═══ Input
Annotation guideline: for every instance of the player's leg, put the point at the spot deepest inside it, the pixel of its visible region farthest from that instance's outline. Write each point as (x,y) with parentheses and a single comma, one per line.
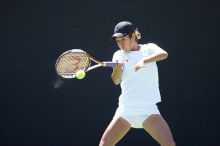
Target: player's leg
(158,128)
(114,132)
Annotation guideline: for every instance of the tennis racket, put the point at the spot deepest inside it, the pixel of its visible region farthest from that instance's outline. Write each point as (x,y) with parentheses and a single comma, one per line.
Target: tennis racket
(73,60)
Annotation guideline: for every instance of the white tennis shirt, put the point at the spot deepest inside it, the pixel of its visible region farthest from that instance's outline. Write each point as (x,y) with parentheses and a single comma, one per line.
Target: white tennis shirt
(139,90)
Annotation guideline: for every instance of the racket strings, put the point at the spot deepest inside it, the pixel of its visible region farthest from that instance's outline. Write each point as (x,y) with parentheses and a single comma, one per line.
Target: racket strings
(71,62)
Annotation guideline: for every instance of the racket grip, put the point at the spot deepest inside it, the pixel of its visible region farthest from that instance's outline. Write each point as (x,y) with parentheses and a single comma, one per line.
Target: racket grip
(111,64)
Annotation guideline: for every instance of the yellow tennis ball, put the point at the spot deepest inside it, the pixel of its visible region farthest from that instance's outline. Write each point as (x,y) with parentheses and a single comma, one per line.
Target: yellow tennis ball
(80,74)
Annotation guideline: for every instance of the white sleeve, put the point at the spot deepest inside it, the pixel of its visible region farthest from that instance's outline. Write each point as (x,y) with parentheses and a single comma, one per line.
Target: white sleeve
(117,57)
(153,48)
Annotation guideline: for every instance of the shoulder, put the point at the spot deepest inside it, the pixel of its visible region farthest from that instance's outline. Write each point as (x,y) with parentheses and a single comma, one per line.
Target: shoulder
(149,45)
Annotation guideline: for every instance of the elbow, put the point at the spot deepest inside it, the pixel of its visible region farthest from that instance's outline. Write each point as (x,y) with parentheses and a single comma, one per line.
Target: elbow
(116,81)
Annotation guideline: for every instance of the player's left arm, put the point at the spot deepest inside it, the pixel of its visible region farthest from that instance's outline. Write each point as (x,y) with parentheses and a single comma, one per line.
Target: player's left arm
(158,54)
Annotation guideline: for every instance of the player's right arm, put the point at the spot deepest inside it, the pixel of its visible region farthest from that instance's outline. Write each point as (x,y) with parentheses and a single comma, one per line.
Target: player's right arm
(116,74)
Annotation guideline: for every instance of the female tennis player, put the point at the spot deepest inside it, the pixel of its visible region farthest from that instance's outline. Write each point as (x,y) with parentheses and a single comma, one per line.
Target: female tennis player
(137,74)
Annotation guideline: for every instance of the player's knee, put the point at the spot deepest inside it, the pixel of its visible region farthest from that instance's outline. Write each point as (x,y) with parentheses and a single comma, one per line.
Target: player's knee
(170,143)
(105,143)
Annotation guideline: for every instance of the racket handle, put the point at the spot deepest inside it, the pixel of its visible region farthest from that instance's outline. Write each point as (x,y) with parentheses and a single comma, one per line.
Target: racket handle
(111,64)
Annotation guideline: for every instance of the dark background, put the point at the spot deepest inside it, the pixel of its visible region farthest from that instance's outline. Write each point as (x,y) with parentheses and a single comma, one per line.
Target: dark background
(34,33)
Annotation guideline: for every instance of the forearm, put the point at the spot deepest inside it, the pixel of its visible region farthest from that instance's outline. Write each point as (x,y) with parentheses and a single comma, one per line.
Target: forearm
(116,74)
(155,57)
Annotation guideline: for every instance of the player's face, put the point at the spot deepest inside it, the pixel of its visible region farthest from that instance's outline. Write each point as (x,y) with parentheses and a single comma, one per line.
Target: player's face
(126,43)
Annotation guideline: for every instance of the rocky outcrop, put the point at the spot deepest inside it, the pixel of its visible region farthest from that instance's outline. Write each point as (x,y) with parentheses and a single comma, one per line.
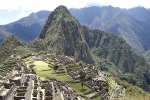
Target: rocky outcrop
(62,33)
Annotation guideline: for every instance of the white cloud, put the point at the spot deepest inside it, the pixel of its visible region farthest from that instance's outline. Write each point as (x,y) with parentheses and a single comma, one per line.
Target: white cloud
(27,6)
(36,5)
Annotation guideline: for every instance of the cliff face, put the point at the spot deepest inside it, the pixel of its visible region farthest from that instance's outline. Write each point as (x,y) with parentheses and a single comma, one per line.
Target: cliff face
(62,33)
(128,65)
(12,45)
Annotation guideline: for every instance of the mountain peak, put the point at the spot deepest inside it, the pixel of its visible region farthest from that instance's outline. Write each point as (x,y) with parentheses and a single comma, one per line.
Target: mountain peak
(62,33)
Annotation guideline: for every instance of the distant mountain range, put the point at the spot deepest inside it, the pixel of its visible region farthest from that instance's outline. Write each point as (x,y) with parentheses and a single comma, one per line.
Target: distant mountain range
(131,24)
(63,34)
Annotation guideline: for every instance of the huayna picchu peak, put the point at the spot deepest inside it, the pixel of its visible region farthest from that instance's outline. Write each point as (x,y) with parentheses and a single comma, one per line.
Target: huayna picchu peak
(62,33)
(70,61)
══════
Work required ::
Without the pictures, repeat all the records word for word.

Solution ::
Annotation guideline: for every instance of the player's leg, put the point at the spot deepest inside it, the pixel of its visible region farthest from that instance's outline. Write each point as (x,y) with parentheses and a single comma, one per line.
Target: player's leg
(158,128)
(114,132)
Annotation guideline: for every instance of the tennis racket, put the point at the spot deepest inside it, the pixel of its visible region farthest from that instance's outline. Write each point as (x,y) with parentheses and a single comma, one per line.
Target: tennis racket
(73,60)
Annotation guideline: for every instance of the white tennis shirt, put the point at the spot deepest inside it, the pixel of its visible region farthest from that instance's outline. Write each point as (x,y) with parentheses and a single comma, one per line.
Target: white tennis shirt
(139,90)
Annotation guideline: for every instance of the racket strings, put the point at the spot deepest inside it, the pixel of its visible region farthest from that instance's outline. Write each point as (x,y) with parentheses and a single comma, one per line.
Target: racket strings
(71,62)
Annotation guideline: for every instance of the racket grip, put the point at the spot deepest inside it, the pixel of its visible region farthest from that instance's outline. Write each point as (x,y) with parentheses and a single comma, one per line.
Target: racket grip
(111,64)
Annotation guideline: for every instance of the yellow tennis ball, put the point at the spot deepest inside it, the pixel of its visible region farthest from that instance's outline. Write each point as (x,y) with parentheses and a single comma, one per line.
Target: yellow tennis ball
(80,74)
Annotation guideline: for every instance of the white sleeve, put the point at the spot deepest inside it, the pixel of its visible region farthest from that instance's outline. Write each point as (x,y) with parentheses and a single comma, one per line.
Target: white sleeve
(117,57)
(153,48)
Annotation guideline: for every instance of the shoulder, put the point at the spot deepest inside it, the pixel of its visible region farthest from that instance's outline. Write each point as (x,y) with parentheses and a single comma, one per line.
Target: shoulder
(149,45)
Annotation guideline: for every instance of the elbow, put the point at the spot deepest inside it, the pixel of its visible region farthest from that instance's outline. Write each point as (x,y) with parentheses and a single comma, one per line.
Target: elbow
(116,81)
Annotation guideline: for every instance of the player's left arm, put the point at the spot deepest inside it, the pixel of its visible region farthest from that instance's outline. Write each point as (x,y) with parentheses and a single comma, one per line.
Target: player's left arm
(158,54)
Annotation guideline: for every instance of the player's right arm, put the point at the spot deepest inside it, the pixel of its visible region farthest from that instance's outline. Write each point as (x,y) with parentheses and a single comma, one per line.
Target: player's right arm
(116,74)
Annotation guideline: for every instance of the female tennis player, put the point at the spot deepest inside it, the pixel of its visible region farthest from that instance's outline. Write each point as (x,y) with parentheses and a single comma, one per line.
Target: female tennis player
(137,74)
Annotation guideline: for every instance of the player's knee, put the point at the spot deepest inside it, the pixel of its visible region farthest from that instance's outline. Write each point as (x,y) with parentheses and a single comma, one per line.
Target: player's knee
(170,143)
(105,143)
Annotation guideline: for every instance of the racket handle, put the point at the spot deepest inside it, the pixel of its visible region farthest from that instance's outline. Write each point as (x,y) with parentheses and a single comma, one per line.
Target: racket handle
(111,64)
Annotation guideline: for every instance of the dark background, put the point at the spot deepest inside it, the pixel of its visible region farthest from that instance's outline. Write each point as (x,y) with parentheses and a single comma, one per line.
Target: dark background
(34,33)
Annotation guideline: for every instance of the forearm, put the point at the spot deepest inside it, the pixel of its visible region farthest from that instance's outline. Write each point as (x,y) with parentheses and a single comma, one per line.
Target: forearm
(116,74)
(155,57)
Annotation guideline: for every instance of the player's face, put the point at the spot deepest inside it, the pixel of its visible region farthest from that instance's outline. Write each point as (x,y) with parentheses and a single comma, one per line.
Target: player's face
(126,43)
Annotation guideline: for every instance of the rocky outcrop, put the point at the spot deepest inside it, the pixel of its visible region farthest from that instance's outline. Write each point as (x,y) with parentheses and a single comma, one per line.
Target: rocky outcrop
(62,33)
Annotation guideline: for every instance of the white cloud, put the point at the spot deepest inside it, the pixel of its visible region farthest from that instance's outline. Write each point as (x,y) with parentheses and a single comma, one per line.
Target: white cloud
(27,6)
(36,5)
Annotation guideline: for every instance of the cliff face, put the point at the spot deepest inside it, the pixel of its visible region farthest from that instance's outline. Write each point as (x,y) with parentheses and a single comma, one per line.
Target: cliff face
(62,33)
(128,65)
(12,45)
Annotation guideline: for every instance of the mountain peak, put the point at the spot deepest inside it, the pixel of its visible region farthest from that instance's outline. Write each point as (x,y) with parentheses and a single comma, one per line.
Target: mountain peak
(62,33)
Annotation guideline: for every instance of the distant mountain range, put the point at the spot deepest inside it, the pixel of its visible region farthest from that instance's outline. Write each point as (x,y) with parentheses and a single comma, one per line.
Target: distant mountain range
(131,24)
(63,34)
Annotation guideline: for every instance of the huayna picchu peak, put the point at the spot deepest inside it, the pixel of its visible region farthest from that instance's outline. Write each point as (x,y) with parentheses and a single comma, one per line.
Target: huayna picchu peak
(62,33)
(70,61)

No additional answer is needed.